##### STORED ROWS

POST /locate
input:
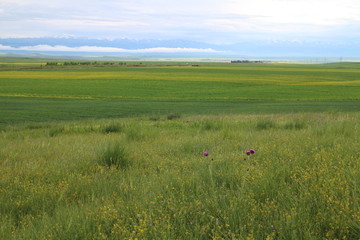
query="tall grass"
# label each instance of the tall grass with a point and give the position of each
(302, 182)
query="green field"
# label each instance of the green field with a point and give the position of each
(110, 151)
(148, 178)
(31, 92)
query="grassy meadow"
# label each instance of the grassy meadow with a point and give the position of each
(148, 178)
(117, 151)
(37, 93)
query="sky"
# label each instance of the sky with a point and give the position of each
(209, 21)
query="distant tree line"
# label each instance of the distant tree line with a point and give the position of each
(72, 63)
(245, 61)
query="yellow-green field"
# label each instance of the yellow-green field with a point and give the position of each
(148, 179)
(41, 92)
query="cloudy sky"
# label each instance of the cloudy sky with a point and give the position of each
(210, 21)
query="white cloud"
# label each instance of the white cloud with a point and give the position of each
(202, 20)
(107, 49)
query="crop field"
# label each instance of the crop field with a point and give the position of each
(179, 151)
(40, 93)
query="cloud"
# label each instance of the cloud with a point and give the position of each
(58, 48)
(212, 21)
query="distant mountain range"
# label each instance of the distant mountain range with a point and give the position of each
(150, 48)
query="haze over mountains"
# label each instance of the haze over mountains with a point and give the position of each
(156, 48)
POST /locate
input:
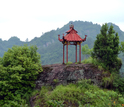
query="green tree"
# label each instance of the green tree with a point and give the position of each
(106, 48)
(19, 68)
(86, 50)
(122, 47)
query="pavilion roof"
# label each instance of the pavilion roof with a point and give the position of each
(72, 35)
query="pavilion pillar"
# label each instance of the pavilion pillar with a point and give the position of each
(67, 53)
(63, 52)
(80, 53)
(76, 53)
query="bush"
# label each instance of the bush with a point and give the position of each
(19, 68)
(106, 48)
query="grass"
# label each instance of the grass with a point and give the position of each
(81, 94)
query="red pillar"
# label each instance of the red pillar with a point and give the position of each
(80, 53)
(76, 53)
(63, 53)
(67, 53)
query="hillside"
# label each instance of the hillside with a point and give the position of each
(50, 48)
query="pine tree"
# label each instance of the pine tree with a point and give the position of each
(106, 48)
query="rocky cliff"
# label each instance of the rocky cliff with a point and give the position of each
(63, 74)
(56, 74)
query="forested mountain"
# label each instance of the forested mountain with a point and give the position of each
(50, 48)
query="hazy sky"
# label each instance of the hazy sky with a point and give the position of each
(31, 18)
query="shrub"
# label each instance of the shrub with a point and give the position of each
(19, 68)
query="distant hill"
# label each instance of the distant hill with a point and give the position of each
(50, 48)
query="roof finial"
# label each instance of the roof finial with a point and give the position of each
(71, 26)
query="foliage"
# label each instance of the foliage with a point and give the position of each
(19, 68)
(81, 94)
(122, 46)
(86, 50)
(69, 62)
(118, 84)
(106, 48)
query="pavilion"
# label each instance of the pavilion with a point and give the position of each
(71, 38)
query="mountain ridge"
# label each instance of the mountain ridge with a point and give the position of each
(50, 48)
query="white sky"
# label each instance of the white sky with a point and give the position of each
(31, 18)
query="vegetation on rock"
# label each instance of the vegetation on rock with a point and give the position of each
(19, 68)
(106, 49)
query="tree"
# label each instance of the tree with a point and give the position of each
(106, 48)
(19, 68)
(122, 47)
(86, 50)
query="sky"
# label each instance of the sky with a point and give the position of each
(31, 18)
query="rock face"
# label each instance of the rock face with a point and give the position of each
(63, 74)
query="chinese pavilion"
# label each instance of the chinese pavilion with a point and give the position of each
(71, 38)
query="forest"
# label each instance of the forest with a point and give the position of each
(20, 65)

##########

== WHAT THE TASK REQUIRES ==
Generate a word-for-word copy of the preceding records, excluding all pictures.

== CORRECT RESULT ==
POST /locate
input:
query="tall grass"
# label each instance of the tall grass with a point and give the position of each
(302, 182)
query="green field"
# label each instance of the green field with a point and give the position of each
(110, 151)
(148, 178)
(31, 92)
query="grassy meadow"
# label each instance of the grassy meadow with a point and give the position of each
(148, 178)
(117, 151)
(37, 93)
query="sky"
# label each instance of the sky with a point and give the position of each
(209, 21)
query="distant tree line"
# label each instance of the distant tree line with a point and give the position of each
(72, 63)
(245, 61)
query="yellow-green field"
# label each instance of the yellow-green field with a point and give the position of each
(148, 179)
(41, 92)
query="cloudy sky"
# label each instance of the cloudy sky with a point and give the position of each
(210, 21)
query="white cloud"
# label each instance of the white cloud with a point and give the position of each
(202, 20)
(107, 49)
query="crop field"
# label each instance of the crop field with a point and give the position of each
(179, 151)
(40, 93)
query="cloud"
# label each instance of the cloud with a point and give the position of each
(58, 48)
(212, 21)
query="distant mountain range"
# label each instance of the distant mountain range with a point and give the position of each
(150, 48)
query="haze over mountains"
# label each instance of the haze over mountains with a point and give the position of each
(156, 48)
POST /locate
input:
query="green tree"
# label each instance of the green tree with a point and give the position of each
(106, 48)
(19, 68)
(86, 50)
(122, 47)
query="pavilion roof"
# label each instance of the pavilion roof with a point and give the position of each
(72, 35)
query="pavilion pillar"
# label each instance of the pavilion pillar with a point and give the position of each
(67, 53)
(63, 52)
(80, 53)
(76, 53)
query="bush"
# label each instance of the bush with a point and give the position of each
(19, 68)
(106, 48)
query="grass"
# label each instance of the grass with a point and give the position of each
(81, 94)
query="red pillar"
# label each instance of the red pillar with a point and give the position of each
(80, 53)
(76, 53)
(63, 53)
(67, 53)
query="hillside"
# label each instance of the hillside with a point and give the position of each
(50, 48)
query="pine tree"
# label each instance of the pine tree with a point and give the position of each
(106, 48)
query="rocky cliff"
# label each instance of the rocky cliff with a point and give the position of each
(63, 74)
(56, 74)
query="forested mountain"
# label each instance of the forested mountain with a point and give the position of each
(50, 48)
query="hazy sky"
# label each instance of the hazy sky with a point and give the position of each
(31, 18)
query="shrub"
# label each instance of the shrub with a point and give the position of each
(19, 68)
query="distant hill"
# label each instance of the distant hill with a point and give the position of each
(50, 48)
query="roof finial"
# label each instance of the roof finial with a point and give the position of each
(71, 26)
query="foliage"
# label each instance of the foliage with a point and give the position of each
(19, 68)
(81, 94)
(122, 46)
(86, 50)
(69, 62)
(118, 84)
(106, 48)
query="pavilion"
# label each instance of the pavilion with a point and give the position of each
(71, 38)
query="mountain ridge"
# label each instance of the mountain ridge with a point and give the position of each
(50, 48)
query="white sky"
# label each instance of the white sky with a point and give the position of each
(31, 18)
query="vegetation on rock"
# label each instance of the vegetation on rock with a point and give the position of each
(19, 68)
(106, 49)
query="tree"
# label each instance of the tree with a point and give the position of each
(106, 48)
(19, 68)
(122, 47)
(86, 50)
query="sky"
# label each instance of the sky with a point and give the position of each
(31, 18)
query="rock face"
# label each instance of the rock face with a point and give the position of each
(63, 74)
query="chinese pavilion"
# label each instance of the chinese pavilion with a point and give the position of each
(71, 38)
query="forest"
# label each instance of the forest with a point and give the position of each
(20, 65)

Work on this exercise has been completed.